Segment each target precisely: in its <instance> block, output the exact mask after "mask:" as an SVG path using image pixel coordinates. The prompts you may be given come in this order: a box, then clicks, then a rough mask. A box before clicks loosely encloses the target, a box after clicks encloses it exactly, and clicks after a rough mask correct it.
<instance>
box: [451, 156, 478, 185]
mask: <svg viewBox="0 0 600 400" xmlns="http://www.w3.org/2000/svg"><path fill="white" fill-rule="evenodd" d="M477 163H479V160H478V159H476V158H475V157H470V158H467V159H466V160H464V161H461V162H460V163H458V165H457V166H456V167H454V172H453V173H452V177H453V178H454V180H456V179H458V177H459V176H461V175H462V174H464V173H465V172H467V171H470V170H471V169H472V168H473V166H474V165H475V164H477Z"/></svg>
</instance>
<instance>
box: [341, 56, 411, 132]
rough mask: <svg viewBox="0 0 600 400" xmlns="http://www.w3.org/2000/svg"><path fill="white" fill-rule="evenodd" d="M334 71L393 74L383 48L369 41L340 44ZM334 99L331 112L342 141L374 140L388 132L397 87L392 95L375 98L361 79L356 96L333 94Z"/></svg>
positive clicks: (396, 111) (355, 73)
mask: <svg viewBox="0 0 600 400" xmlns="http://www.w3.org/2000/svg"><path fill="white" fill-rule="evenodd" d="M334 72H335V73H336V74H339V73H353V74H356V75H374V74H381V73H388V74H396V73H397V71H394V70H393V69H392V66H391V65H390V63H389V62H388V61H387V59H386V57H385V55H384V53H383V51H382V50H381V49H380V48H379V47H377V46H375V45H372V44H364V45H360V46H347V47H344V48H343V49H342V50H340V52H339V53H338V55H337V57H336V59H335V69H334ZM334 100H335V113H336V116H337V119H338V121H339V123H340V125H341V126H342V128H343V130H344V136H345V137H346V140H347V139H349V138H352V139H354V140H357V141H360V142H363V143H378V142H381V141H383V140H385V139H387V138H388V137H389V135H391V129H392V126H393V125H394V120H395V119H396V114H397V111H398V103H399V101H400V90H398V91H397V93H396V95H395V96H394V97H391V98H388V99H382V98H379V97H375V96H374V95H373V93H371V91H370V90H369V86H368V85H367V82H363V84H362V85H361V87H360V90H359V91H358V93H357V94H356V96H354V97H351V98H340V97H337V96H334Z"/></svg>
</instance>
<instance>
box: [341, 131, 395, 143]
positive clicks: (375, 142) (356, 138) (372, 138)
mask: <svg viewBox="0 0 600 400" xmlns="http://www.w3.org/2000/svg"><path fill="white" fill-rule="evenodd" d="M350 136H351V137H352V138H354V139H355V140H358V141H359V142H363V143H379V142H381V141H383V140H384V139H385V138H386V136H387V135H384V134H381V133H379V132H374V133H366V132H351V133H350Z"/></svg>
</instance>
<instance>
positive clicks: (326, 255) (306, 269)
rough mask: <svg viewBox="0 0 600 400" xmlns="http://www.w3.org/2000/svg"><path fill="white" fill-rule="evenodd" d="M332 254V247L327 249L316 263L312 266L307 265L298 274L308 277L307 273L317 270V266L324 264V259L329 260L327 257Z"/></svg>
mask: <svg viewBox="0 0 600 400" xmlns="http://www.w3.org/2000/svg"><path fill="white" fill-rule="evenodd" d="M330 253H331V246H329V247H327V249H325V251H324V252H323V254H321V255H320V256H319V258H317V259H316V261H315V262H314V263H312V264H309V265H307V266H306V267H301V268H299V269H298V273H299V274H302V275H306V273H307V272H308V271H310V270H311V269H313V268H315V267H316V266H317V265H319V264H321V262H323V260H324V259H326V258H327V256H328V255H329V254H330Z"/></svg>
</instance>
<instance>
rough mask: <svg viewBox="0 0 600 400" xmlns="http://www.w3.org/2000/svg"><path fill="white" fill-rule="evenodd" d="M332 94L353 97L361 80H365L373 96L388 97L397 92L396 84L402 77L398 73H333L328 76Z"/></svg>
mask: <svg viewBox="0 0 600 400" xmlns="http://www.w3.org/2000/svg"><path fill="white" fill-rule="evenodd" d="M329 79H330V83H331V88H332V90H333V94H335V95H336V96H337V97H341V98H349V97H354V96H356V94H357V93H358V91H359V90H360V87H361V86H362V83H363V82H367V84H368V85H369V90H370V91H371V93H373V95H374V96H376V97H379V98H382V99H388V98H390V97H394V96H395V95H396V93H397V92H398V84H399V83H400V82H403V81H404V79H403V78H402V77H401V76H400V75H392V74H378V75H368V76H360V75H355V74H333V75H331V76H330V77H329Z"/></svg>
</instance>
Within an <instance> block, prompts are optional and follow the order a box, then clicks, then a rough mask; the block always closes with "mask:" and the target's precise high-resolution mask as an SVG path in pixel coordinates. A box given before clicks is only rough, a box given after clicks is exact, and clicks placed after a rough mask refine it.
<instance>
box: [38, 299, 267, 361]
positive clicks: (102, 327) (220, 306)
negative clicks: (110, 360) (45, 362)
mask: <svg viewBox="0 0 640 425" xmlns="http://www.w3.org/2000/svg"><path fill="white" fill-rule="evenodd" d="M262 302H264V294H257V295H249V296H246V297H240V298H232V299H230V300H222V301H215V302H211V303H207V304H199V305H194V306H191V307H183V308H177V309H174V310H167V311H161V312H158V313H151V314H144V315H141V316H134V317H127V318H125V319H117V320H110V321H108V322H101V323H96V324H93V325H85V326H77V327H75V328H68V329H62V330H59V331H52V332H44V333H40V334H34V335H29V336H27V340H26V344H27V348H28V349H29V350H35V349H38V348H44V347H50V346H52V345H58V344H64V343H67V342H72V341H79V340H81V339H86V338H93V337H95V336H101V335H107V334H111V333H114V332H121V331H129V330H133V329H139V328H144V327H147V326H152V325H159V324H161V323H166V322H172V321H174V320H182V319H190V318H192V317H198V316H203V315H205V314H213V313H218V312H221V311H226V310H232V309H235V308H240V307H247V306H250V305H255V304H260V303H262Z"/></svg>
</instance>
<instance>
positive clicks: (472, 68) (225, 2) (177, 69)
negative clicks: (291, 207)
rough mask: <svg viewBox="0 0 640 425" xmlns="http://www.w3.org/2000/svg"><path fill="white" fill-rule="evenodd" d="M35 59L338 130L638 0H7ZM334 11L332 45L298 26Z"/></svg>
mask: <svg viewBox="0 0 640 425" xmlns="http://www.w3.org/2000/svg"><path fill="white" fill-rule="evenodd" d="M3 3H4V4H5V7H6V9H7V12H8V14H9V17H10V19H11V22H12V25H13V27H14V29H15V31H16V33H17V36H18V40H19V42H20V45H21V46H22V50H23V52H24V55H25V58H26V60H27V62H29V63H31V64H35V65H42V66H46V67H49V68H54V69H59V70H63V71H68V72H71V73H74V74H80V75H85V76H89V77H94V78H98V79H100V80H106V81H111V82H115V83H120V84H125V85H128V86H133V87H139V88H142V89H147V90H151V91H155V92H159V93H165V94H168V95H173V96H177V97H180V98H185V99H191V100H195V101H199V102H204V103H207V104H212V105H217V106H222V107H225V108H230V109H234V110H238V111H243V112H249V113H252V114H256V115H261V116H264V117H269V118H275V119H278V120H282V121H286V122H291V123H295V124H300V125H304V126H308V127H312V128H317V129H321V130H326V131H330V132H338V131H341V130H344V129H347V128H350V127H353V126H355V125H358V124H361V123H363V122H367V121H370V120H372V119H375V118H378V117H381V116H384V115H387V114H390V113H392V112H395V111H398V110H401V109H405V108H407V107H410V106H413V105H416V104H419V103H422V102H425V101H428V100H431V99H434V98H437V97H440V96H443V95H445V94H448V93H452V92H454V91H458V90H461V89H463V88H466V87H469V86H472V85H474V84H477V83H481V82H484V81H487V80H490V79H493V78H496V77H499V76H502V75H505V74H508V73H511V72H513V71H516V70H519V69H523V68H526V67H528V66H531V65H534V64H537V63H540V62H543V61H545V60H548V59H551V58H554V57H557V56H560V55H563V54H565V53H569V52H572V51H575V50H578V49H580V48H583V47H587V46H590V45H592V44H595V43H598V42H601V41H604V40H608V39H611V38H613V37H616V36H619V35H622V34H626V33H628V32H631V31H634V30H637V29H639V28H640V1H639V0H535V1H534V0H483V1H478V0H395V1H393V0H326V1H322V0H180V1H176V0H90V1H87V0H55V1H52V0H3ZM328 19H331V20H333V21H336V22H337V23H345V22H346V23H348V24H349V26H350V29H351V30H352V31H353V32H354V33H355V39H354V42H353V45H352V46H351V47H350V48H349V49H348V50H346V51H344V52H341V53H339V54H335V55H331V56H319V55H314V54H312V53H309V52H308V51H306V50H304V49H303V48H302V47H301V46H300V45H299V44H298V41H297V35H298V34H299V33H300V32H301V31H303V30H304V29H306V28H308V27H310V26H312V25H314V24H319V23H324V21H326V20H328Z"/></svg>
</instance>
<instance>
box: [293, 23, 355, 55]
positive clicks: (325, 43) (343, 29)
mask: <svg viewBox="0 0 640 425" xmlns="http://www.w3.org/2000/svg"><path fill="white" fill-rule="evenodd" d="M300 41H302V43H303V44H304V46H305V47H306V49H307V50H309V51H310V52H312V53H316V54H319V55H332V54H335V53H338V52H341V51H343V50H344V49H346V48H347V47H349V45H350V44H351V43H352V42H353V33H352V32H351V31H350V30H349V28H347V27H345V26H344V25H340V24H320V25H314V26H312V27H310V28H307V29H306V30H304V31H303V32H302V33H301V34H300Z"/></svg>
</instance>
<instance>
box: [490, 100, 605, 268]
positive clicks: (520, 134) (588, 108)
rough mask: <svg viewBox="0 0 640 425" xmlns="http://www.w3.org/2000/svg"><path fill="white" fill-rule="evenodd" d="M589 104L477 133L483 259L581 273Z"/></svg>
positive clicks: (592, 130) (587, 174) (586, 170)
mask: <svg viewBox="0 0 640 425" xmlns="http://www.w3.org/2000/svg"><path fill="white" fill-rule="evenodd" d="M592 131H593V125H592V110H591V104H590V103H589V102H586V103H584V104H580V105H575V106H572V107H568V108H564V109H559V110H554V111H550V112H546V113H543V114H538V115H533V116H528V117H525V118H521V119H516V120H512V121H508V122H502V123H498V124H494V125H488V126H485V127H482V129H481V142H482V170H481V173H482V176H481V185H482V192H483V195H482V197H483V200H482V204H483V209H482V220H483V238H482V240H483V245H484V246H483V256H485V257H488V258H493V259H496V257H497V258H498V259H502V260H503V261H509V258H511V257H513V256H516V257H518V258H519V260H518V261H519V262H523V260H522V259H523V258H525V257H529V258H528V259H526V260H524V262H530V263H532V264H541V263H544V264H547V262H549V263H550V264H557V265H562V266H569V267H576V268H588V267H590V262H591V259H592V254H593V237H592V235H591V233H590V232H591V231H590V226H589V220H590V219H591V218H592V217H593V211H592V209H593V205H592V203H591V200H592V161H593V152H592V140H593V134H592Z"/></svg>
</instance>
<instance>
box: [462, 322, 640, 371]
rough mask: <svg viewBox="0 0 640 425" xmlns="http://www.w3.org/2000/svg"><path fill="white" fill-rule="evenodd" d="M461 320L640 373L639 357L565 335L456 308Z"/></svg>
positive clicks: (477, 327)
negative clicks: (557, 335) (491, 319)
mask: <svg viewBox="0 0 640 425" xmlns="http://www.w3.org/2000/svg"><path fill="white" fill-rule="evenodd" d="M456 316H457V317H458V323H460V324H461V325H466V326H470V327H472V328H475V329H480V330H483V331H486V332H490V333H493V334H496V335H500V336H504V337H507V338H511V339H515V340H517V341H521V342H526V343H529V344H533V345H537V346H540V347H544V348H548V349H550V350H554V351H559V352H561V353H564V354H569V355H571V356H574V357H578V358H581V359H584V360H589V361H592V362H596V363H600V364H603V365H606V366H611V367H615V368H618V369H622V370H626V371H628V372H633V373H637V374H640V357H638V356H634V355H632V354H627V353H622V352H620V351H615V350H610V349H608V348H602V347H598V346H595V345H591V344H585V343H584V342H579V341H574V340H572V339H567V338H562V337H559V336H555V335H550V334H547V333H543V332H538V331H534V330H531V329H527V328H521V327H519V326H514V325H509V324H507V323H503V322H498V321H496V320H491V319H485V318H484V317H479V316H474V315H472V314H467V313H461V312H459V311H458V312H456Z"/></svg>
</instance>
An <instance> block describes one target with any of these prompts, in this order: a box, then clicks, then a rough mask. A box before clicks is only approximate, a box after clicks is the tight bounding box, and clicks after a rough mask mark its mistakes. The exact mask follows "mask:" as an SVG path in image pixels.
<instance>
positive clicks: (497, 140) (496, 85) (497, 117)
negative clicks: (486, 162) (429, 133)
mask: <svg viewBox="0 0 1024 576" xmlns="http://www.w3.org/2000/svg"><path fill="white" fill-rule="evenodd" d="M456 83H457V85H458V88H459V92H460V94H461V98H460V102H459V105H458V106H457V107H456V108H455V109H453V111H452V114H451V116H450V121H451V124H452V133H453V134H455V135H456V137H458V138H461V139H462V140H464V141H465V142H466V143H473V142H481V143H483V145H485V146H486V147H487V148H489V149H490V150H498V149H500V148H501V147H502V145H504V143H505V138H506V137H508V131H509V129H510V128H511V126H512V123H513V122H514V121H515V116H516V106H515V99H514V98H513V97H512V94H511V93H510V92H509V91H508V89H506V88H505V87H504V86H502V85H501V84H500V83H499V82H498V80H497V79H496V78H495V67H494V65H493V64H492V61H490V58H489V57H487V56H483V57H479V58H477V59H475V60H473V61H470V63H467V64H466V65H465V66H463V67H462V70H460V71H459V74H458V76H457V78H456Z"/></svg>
___
## TASK STATEMENT
Above are the records. Identify each line that contains the word "after".

## WRITTEN REPLY
Segment each target precisely: in its <instance> block, output the exact mask after "mask:" as an SVG path using image pixel coordinates. The prompts you may be given come in this order: a box, then clicks, then a rough mask. A box before clicks loosely encloses the target, a box after clicks encloses it exactly, and clicks after a rough mask correct it.
Within an <instance> block, prompts are optional and follow the order a box, then clicks, then a rough mask; the block always closes with "mask:" and the target's precise high-resolution mask as an SVG path in pixel coordinates. A box given before clicks is only rough, a box given after clicks is exact, and clicks placed after a rough mask refine it.
An <instance> block describes one target with any of these prompts, in this order: a box, then clicks, then a rough mask. A box before clicks is only approximate, a box after clicks is the tight bounding box, and clicks after a rough mask mark its mistakes. The exact mask follows "mask:" as an SVG path in image pixels.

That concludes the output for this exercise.